> **SHORT EXERCISE**: Write the entries out again exactly as they stand, but without the pictures.

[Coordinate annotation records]
>>
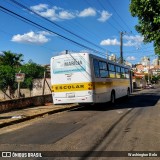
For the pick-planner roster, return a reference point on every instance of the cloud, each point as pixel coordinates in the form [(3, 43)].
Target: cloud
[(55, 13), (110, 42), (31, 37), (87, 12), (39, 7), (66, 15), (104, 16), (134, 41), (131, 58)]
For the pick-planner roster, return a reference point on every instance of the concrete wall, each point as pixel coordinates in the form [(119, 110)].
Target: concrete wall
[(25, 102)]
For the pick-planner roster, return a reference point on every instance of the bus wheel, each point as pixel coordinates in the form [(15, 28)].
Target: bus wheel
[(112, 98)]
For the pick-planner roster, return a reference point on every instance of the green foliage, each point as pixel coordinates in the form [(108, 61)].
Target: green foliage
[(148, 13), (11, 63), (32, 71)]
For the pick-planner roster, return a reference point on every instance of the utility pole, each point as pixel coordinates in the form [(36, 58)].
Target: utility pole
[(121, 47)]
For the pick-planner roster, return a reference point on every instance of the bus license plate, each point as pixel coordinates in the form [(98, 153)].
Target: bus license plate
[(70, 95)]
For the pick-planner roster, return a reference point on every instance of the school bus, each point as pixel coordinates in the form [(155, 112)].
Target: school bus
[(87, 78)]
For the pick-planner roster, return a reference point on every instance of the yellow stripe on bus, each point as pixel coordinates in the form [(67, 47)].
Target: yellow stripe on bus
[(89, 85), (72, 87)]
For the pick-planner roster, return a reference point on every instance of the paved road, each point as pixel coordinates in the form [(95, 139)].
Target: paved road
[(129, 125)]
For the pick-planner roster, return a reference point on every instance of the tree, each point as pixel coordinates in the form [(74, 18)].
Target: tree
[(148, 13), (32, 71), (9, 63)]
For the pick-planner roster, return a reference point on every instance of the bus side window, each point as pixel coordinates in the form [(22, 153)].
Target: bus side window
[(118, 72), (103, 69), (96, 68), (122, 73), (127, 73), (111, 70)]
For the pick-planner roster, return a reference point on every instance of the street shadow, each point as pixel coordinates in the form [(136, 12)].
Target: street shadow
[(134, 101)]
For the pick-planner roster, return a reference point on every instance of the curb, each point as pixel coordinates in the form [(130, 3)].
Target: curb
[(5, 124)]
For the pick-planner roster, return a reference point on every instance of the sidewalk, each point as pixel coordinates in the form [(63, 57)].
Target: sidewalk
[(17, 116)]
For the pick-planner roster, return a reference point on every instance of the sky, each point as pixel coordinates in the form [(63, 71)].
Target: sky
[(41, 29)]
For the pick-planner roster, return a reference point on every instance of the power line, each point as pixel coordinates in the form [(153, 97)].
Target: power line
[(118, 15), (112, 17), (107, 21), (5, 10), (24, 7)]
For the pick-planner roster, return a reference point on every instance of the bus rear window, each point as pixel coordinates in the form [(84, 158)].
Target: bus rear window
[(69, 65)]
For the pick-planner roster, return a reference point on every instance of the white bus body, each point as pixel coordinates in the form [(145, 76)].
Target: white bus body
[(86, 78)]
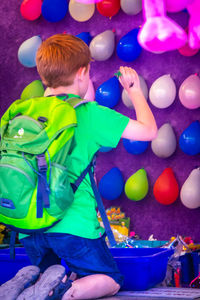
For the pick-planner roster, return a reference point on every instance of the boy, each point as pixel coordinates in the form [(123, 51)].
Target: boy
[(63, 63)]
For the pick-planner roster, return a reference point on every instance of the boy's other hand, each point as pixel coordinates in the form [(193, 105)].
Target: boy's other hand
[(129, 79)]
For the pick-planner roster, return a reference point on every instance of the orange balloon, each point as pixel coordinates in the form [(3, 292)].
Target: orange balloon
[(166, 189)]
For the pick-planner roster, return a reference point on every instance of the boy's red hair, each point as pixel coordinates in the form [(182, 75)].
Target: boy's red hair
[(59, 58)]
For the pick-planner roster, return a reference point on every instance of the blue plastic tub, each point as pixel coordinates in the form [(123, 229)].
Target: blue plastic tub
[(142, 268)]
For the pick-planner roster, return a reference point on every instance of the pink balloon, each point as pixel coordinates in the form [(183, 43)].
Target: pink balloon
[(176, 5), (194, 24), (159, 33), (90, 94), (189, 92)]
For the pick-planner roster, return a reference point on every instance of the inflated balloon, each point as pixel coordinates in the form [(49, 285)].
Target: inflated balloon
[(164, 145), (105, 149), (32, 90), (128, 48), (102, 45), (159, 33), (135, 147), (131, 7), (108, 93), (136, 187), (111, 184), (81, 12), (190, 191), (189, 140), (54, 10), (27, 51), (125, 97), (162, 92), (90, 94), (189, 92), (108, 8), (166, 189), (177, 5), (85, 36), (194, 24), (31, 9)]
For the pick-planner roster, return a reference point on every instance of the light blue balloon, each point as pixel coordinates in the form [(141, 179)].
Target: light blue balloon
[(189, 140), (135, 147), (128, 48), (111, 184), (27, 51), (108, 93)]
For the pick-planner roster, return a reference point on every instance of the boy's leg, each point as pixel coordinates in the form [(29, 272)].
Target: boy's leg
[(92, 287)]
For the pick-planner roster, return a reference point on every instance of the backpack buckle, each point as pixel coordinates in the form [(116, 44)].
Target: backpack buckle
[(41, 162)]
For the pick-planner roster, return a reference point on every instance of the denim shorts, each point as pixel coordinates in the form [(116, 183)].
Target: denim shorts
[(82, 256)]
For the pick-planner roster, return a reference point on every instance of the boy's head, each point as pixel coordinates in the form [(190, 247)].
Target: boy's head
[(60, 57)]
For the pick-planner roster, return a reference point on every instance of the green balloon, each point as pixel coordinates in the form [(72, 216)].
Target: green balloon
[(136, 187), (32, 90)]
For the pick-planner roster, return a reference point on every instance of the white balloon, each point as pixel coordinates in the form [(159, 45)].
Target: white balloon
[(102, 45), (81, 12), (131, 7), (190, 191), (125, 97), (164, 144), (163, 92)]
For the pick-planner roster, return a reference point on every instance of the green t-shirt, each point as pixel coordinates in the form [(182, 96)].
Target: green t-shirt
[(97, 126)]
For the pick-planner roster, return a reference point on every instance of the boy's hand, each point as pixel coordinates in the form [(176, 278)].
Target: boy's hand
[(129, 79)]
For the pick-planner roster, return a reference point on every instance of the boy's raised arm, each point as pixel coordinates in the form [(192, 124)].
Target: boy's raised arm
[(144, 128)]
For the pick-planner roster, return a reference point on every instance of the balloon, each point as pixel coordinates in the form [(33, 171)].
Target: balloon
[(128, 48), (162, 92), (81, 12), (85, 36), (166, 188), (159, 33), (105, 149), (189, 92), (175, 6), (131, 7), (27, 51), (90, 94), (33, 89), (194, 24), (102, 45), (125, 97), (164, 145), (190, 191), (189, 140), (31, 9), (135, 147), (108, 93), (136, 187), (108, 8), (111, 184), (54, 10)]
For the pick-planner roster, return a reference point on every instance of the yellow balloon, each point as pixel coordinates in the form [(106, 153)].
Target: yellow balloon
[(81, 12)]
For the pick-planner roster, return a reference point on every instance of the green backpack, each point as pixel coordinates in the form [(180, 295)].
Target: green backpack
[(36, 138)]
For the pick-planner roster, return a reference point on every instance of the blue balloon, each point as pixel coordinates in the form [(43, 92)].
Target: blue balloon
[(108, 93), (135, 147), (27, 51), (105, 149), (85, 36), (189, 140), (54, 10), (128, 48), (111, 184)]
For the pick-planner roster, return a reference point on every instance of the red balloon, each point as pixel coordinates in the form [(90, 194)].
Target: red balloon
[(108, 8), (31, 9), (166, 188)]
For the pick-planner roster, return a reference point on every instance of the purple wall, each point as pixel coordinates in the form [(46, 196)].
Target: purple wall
<<
> **TASK SOLUTION**:
For the pick-planner roster, return a reference point on every instance of the cloud, each point as pixel coordinates in the form [(3, 43)].
Target: cloud
[(55, 13), (110, 42), (31, 37), (87, 12), (39, 7), (66, 15), (104, 16), (134, 41), (131, 58)]
For the pick-planner roster, return a reference point on every instance of the concrete wall, each point as pixel coordinates in the form [(119, 110)].
Target: concrete wall
[(25, 102)]
For the pick-planner roster, return a reference point on every instance of the bus wheel, each point as pixel coordinates in the form [(15, 28)].
Target: bus wheel
[(112, 98)]
For the pick-planner roster, return a reference point on every instance of the green foliage, each point as pixel coordinates in the form [(108, 61)].
Target: green foliage
[(148, 13), (11, 63), (32, 71)]
For the pick-planner roster, return a reference point on every instance of the utility pole, each point as pixel coordinates in the form [(36, 58)].
Target: utility pole
[(121, 47)]
For the pick-planner roster, return a reference point on every instance of the bus license plate, each point as pixel coordinates in the form [(98, 153)].
Target: bus license plate
[(70, 95)]
For the pick-planner roster, return a reference point on every instance of the school bus, each point as pixel coordinates in the form [(155, 112)].
Target: school bus
[(87, 78)]
For the pick-planner roster, return a reference point on every instance of the yellow stripe on bus, each point as pixel coordinates in the form [(67, 47)].
Target: yellow stripe on bus
[(89, 85), (72, 87)]
For the pick-planner roster, return a reference point on every instance of the paved road, each point as pixel coordinates in the form [(95, 139)].
Target: paved road
[(129, 125)]
For the pick-planner roster, return a reference point on every instance of the tree, each point as pixel coordinates in the form [(74, 18)].
Target: tree
[(148, 13), (32, 71), (9, 63)]
For the pick-planner roster, return a reference point on every instance of the bus side window, each point as pixel coordinates in the form [(22, 153)].
Target: bus side window
[(118, 72), (103, 69), (96, 68), (122, 73), (127, 73), (111, 70)]
For the pick-planner roster, return a reference point on every instance of the street shadow, each point as pixel coordinates in the form [(136, 12)].
Target: street shadow
[(134, 101)]
For the pick-planner roster, return a reference point on every instance of the curb, each point as pixel coordinates in the form [(130, 3)].
Target: curb
[(5, 124)]
For the pick-planner roster, return a reference point on every instance of the sidewalk, each point as pixel coordinates in the form [(63, 57)].
Target: sidewalk
[(17, 116)]
For the pick-planner roster, return a reference point on every instance of the sky, each point as pixel coordinates in the form [(63, 71)].
Target: sky
[(41, 29)]
For the pick-planner roster, return a reference point on every instance of the power line, each point as pixel coordinates in the form [(153, 97)].
Target: power line
[(118, 15), (112, 17), (107, 21), (5, 10), (24, 7)]
For the pick-planner roster, return a reference point on every instance of the bus rear window, each point as pixel coordinates in the form [(84, 158)].
Target: bus rear window
[(69, 65)]
For the pick-planner roster, return a reference point on every instance of the white bus body, each point as pixel coordinates in the form [(145, 76)].
Target: white bus body
[(86, 78)]
For the pick-planner roster, return a reference point on every instance of the boy, each point as pixel coordinates in the form [(123, 51)].
Target: boy
[(63, 63)]
For the pick-planner roster, return a reference point on every instance of the boy's other hand, each point as pixel coordinates in the form [(193, 105)].
Target: boy's other hand
[(129, 79)]
For the pick-planner roster, return a reference point on every instance of the orange balloon, each point as pixel coordinates in the form [(3, 292)].
Target: orange balloon
[(166, 189)]
For the pick-planner roster, return a reference point on every instance of the boy's red hair, each point as pixel coordinates in the form [(182, 75)].
Target: boy's red hair
[(59, 58)]
For the pick-planner roster, return a reference point on every instance of the blue plastic tub, each point as pixel coordinates in the form [(123, 229)].
Target: blue plastic tub
[(142, 268)]
For the pick-planner roster, return a reference point on every instance of the pink balloon, each point as pixel coordinates in the form [(183, 43)].
Target: pink balloon
[(176, 5), (194, 24), (159, 33), (90, 94), (189, 92)]
For the pick-planner roster, return a reference point on every instance of the inflated balloon, each point as pixel coordinates in the form [(49, 285)].
Target: inflated balloon
[(164, 145), (105, 149), (32, 90), (128, 48), (102, 45), (159, 33), (135, 147), (131, 7), (108, 93), (136, 187), (111, 184), (81, 12), (190, 191), (189, 140), (54, 10), (27, 51), (125, 97), (162, 92), (90, 94), (189, 92), (108, 8), (166, 189), (177, 5), (85, 36), (194, 24), (31, 9)]
For the pick-planner roster, return a reference point on every instance of the light blue balloon, each point as pixel coordinates in the form [(141, 179)].
Target: light blue balloon
[(189, 140), (135, 147), (128, 48), (111, 184), (27, 51), (108, 93)]
For the pick-planner roster, return a reference point on every instance of the boy's leg, each point as pixel coordinates in the form [(29, 272)].
Target: boy's leg
[(92, 287)]
For the pick-planner roster, return a reference point on every instance of the backpack buckle, each point as pixel coordinates in the form [(116, 44)].
Target: backpack buckle
[(41, 162)]
For the pick-planner roster, return a reference point on every instance of the denim shorts, each point as pixel coordinates in the form [(116, 183)].
Target: denim shorts
[(82, 256)]
For the pick-planner roster, return a reference point on every instance of the boy's head, each point as pixel coordinates in the form [(190, 247)].
Target: boy's head
[(60, 57)]
For the pick-planner roster, return a reference point on every instance of the green balloon, each point as pixel coordinates in the form [(72, 216)].
Target: green balloon
[(136, 187), (32, 90)]
For the pick-planner roster, return a reference point on every instance of the white balloon, each point as pixel coordinates in the form [(159, 45)].
Target: white balloon
[(102, 45), (81, 12), (131, 7), (190, 191), (125, 97), (164, 144), (163, 92)]
For the pick-planner roster, return a reference point on every instance of the green t-shirt, each point as pixel coordinates in the form [(182, 96)].
Target: green t-shirt
[(97, 126)]
For the pick-planner roster, return a reference point on every instance of the boy's hand, each point as pixel coordinates in the form [(176, 278)].
Target: boy's hand
[(129, 79)]
For the pick-planner roster, return a reference point on every instance of the boy's raised arm, each point as pixel coordinates in the form [(192, 124)].
Target: boy's raised arm
[(144, 128)]
For the pick-planner roster, return a reference point on every instance of the balloon, each point as pixel coordinates in the form [(33, 171)].
Target: balloon
[(128, 48), (162, 92), (81, 12), (85, 36), (166, 188), (159, 33), (105, 149), (189, 92), (175, 6), (131, 7), (27, 51), (90, 94), (33, 89), (194, 24), (102, 45), (125, 97), (164, 145), (190, 191), (189, 140), (31, 9), (135, 147), (108, 93), (136, 187), (108, 8), (111, 184), (54, 10)]
For the pick-planner roster, return a reference point on every instance of the yellow balloon, each point as pixel coordinates in the form [(106, 153)].
Target: yellow balloon
[(81, 12)]
For the pick-planner roster, return a reference point on every instance of the green backpack, each point as pixel coordinates in the form [(180, 295)].
Target: green backpack
[(36, 138)]
For the pick-planner roster, return a reference point on every instance of the blue balloon, each point as pixel coordinates in the form [(43, 92)].
Target: blue balloon
[(108, 93), (135, 147), (27, 51), (105, 149), (85, 36), (189, 140), (54, 10), (128, 48), (111, 184)]
For the pick-planner roster, return a reference point on every instance of the red balloon, each point as pixel coordinates in the form [(90, 194)].
Target: red balloon
[(108, 8), (31, 9), (166, 188)]
For the pick-planner roster, return a reference point on every instance of the purple wall, each point as pixel coordinates in the form [(46, 196)].
Target: purple wall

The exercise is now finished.